◆ O que se pede:
Dê continuidade ao texto sobre os isótopos de enxofre nas amostras lunares, começando logo após a última frase apresentada.

No novo estudo, a equipe detectou altas concentrações de enxofre-33 (S33), um isótopo não encontrado na Terra. As quantidades de isótopos servem como “impressões digitais” dos materiais estudados, ou seja, se duas rochas têm a mesma impressão isotópica, elas provavelmente vieram do mesmo lugar.

Os pesquisadores esperavam encontrar um caso parecido com o do oxigênio, cujos isótopos da Terra e da Lua têm ampla semelhança. Mas esse não foi o resultado.

“Antes dessa descoberta, pensava-se que o manto lunar tinha a mesma composição de isótopos de enxofre que o da Terra. Era isso que esperávamos ver ao analisar essas amostras, mas, em vez disso, vimos valores muito diferentes de tudo o que encontramos em nosso planeta”, relatou James Dottin, líder do estudo e professor de ciências da Terra na Universidade de Brown, em um comunicado.

Testemunho de rocha lunar ficou guardado por cinco décadas.

(Registros do conjunto de dados)

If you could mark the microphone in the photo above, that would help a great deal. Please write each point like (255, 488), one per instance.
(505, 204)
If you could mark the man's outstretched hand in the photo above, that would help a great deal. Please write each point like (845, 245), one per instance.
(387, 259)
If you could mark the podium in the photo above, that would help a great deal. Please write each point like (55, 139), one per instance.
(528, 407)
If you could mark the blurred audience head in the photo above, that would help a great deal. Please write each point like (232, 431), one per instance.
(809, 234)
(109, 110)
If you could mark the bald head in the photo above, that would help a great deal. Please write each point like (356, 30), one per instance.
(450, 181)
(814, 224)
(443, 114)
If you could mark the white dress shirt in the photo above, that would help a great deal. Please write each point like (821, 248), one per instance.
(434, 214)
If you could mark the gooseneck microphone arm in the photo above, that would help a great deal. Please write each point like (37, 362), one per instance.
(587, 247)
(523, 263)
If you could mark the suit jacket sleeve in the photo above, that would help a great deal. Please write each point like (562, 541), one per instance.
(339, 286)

--

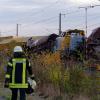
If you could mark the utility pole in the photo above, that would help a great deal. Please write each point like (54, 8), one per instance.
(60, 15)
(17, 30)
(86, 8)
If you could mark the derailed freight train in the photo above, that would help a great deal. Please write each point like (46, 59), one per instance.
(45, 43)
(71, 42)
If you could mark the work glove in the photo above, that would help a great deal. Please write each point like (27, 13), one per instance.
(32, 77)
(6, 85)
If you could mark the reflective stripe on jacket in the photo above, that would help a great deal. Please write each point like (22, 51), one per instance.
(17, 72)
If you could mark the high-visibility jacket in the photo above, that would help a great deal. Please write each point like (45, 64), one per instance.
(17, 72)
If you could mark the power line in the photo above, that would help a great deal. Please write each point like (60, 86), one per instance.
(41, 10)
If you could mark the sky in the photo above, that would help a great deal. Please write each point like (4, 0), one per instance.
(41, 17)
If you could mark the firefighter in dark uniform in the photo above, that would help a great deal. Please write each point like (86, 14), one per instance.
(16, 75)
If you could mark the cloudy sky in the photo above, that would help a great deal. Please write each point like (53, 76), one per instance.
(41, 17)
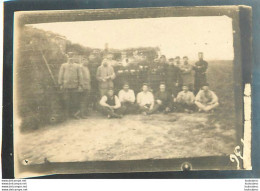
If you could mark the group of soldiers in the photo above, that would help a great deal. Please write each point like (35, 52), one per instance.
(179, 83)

--

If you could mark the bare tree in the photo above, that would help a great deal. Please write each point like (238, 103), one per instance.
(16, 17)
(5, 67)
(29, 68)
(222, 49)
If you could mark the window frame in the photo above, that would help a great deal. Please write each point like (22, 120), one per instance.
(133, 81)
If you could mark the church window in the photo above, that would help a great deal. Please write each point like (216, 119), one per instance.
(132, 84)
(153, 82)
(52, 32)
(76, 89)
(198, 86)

◆ Resposta da tarefa:
Amostra rocha lunar coletado durante a Apollo 17. A missão trouxe cerca de 110,5 kg de material rochoso para a Terra. (Imagem: Dave Edey and Romy Hanna, UTCT, Jackson School of Geosciences/NASA)

Para as análises, a equipe selecionou rochas vulcânicas expelidas do manto lunar. Segundo Dottin, o grupo esperava encontrar enxofre que tivesse sido expelido junto com o material rochoso, mas o grupo descobriu que ele foi incorporado de outra forma.

“Meu primeiro pensamento foi: ‘caramba, isso não pode estar certo’. Então, voltamos para garantir que tínhamos feito tudo corretamente, e fizemos. Estes resultados são surpreendentes”, comentou o professor.

Origem do enxofre exótico pode estar na formação da Lua

Os pesquisadores apresentaram duas potenciais explicações para o enxofre exótico. Ambas estão relacionadas à origem da Lua.

O material pode ser o remanescente de processos químicos no passado lunar. Frações de S33 são encontradas quando o enxofre interage com a luz ultravioleta em uma atmosfera rarefeita. Há também a hipótese de que a Lua teria tido uma atmosfera de curta duração no início de sua história, o que poderia ter suportado essa radiação e formado os isótopos.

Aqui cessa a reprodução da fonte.